-- start Items --

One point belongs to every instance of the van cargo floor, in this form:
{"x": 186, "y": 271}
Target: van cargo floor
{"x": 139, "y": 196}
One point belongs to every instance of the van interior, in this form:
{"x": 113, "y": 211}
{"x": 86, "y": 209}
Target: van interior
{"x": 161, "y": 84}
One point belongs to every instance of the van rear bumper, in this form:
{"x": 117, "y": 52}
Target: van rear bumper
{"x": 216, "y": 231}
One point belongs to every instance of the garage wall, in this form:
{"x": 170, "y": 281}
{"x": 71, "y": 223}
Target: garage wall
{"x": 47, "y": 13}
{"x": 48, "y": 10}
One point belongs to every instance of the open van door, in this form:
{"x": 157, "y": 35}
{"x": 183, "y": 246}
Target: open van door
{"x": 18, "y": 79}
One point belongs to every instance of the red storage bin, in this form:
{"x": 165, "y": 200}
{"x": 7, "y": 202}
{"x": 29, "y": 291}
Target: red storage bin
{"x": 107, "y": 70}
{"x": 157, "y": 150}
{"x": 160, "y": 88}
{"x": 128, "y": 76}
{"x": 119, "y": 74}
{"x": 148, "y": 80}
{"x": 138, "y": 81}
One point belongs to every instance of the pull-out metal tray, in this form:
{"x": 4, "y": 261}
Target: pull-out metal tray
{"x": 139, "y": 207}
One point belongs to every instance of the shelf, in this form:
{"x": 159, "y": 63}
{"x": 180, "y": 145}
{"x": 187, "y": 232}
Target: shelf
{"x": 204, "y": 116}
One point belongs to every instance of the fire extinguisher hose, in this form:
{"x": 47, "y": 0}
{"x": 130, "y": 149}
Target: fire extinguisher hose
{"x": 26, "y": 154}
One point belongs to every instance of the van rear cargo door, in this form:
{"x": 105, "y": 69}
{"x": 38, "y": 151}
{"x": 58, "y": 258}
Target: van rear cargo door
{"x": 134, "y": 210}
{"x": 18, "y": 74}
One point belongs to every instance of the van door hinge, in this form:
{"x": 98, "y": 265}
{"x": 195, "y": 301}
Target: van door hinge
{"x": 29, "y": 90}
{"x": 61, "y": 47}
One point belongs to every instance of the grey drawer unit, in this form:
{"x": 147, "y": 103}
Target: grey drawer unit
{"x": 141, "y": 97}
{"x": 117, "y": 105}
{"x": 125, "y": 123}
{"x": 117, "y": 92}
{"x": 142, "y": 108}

-- end Items --

Problem requirements: Above are the records; copy exactly the lines from the one with "One point belongs to every instance of the pull-out" through the final line.

Correct response:
One point belongs to every instance of the pull-out metal tray, in this form:
{"x": 4, "y": 261}
Target: pull-out metal tray
{"x": 139, "y": 207}
One point belongs to every instance of the shelf, in this form:
{"x": 159, "y": 63}
{"x": 180, "y": 145}
{"x": 187, "y": 232}
Target: shelf
{"x": 204, "y": 116}
One point belongs to every instance of the fire extinguisher hose, in this form:
{"x": 47, "y": 0}
{"x": 130, "y": 149}
Target: fire extinguisher hose
{"x": 26, "y": 154}
One point belongs to every instance of the van rear cargo door, in this form:
{"x": 105, "y": 69}
{"x": 38, "y": 151}
{"x": 58, "y": 258}
Target: van rear cargo door
{"x": 134, "y": 210}
{"x": 18, "y": 74}
One point belongs to every instance of the van door hinge, in this form:
{"x": 98, "y": 265}
{"x": 195, "y": 301}
Target: van door hinge
{"x": 29, "y": 90}
{"x": 61, "y": 47}
One point belongs to every instance of the grey drawer unit, in this form:
{"x": 147, "y": 103}
Target: grey drawer unit
{"x": 141, "y": 97}
{"x": 117, "y": 105}
{"x": 125, "y": 123}
{"x": 117, "y": 92}
{"x": 142, "y": 108}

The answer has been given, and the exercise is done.